What appears in the data must be reproduced exactly.

*** Begin section ***

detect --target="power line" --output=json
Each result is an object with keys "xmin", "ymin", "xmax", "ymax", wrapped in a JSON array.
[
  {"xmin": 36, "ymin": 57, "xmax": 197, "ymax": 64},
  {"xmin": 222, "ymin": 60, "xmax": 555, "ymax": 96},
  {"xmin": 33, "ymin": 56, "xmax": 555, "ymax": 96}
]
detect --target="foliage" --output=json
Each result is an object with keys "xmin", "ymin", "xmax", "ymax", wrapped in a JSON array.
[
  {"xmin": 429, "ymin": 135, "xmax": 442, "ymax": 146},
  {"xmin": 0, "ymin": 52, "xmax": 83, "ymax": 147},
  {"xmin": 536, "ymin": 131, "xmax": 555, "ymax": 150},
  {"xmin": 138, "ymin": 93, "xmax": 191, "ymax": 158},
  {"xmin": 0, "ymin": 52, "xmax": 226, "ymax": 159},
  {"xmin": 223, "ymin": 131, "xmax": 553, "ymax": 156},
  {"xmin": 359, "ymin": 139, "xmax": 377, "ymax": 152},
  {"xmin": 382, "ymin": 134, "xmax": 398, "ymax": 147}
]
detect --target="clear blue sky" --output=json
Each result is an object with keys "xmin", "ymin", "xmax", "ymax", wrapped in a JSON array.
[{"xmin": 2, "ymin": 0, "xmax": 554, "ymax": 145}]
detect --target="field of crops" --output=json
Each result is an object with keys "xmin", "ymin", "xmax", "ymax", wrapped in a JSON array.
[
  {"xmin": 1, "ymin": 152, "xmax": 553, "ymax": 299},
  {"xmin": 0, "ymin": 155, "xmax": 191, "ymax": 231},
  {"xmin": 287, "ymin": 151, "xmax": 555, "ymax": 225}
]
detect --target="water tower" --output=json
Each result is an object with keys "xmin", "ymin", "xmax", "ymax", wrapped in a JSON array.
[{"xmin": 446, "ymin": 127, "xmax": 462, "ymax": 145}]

*** End section ***

__Solution for this exercise__.
detect --target="power line" --output=json
Each result is an object with keys "xmin", "ymin", "xmax", "ymax", wrapped in a JSON array.
[
  {"xmin": 36, "ymin": 57, "xmax": 197, "ymax": 64},
  {"xmin": 222, "ymin": 60, "xmax": 555, "ymax": 96},
  {"xmin": 33, "ymin": 56, "xmax": 555, "ymax": 96}
]
detect --target="foliage" --output=json
Each result is an object with keys "xmin", "ymin", "xmax", "ymax", wrapped in a JSON array.
[
  {"xmin": 429, "ymin": 135, "xmax": 442, "ymax": 146},
  {"xmin": 0, "ymin": 52, "xmax": 83, "ymax": 147},
  {"xmin": 536, "ymin": 131, "xmax": 555, "ymax": 150},
  {"xmin": 138, "ymin": 93, "xmax": 191, "ymax": 158},
  {"xmin": 0, "ymin": 52, "xmax": 226, "ymax": 159},
  {"xmin": 223, "ymin": 131, "xmax": 553, "ymax": 156},
  {"xmin": 359, "ymin": 139, "xmax": 377, "ymax": 152},
  {"xmin": 382, "ymin": 134, "xmax": 398, "ymax": 147}
]
detect --target="clear blue sky" --output=json
Each result is an object with keys "xmin", "ymin", "xmax", "ymax", wrapped in a JSON array.
[{"xmin": 2, "ymin": 0, "xmax": 554, "ymax": 145}]
detect --target="field of crops" --output=json
Each result is an object with keys "xmin", "ymin", "xmax", "ymax", wrapped in a JSON array.
[
  {"xmin": 1, "ymin": 152, "xmax": 553, "ymax": 299},
  {"xmin": 0, "ymin": 155, "xmax": 191, "ymax": 231},
  {"xmin": 287, "ymin": 151, "xmax": 555, "ymax": 225}
]
detect --target="water tower" --output=json
Each result is an object with keys "xmin", "ymin", "xmax", "ymax", wrapped in a JSON array.
[{"xmin": 446, "ymin": 127, "xmax": 462, "ymax": 145}]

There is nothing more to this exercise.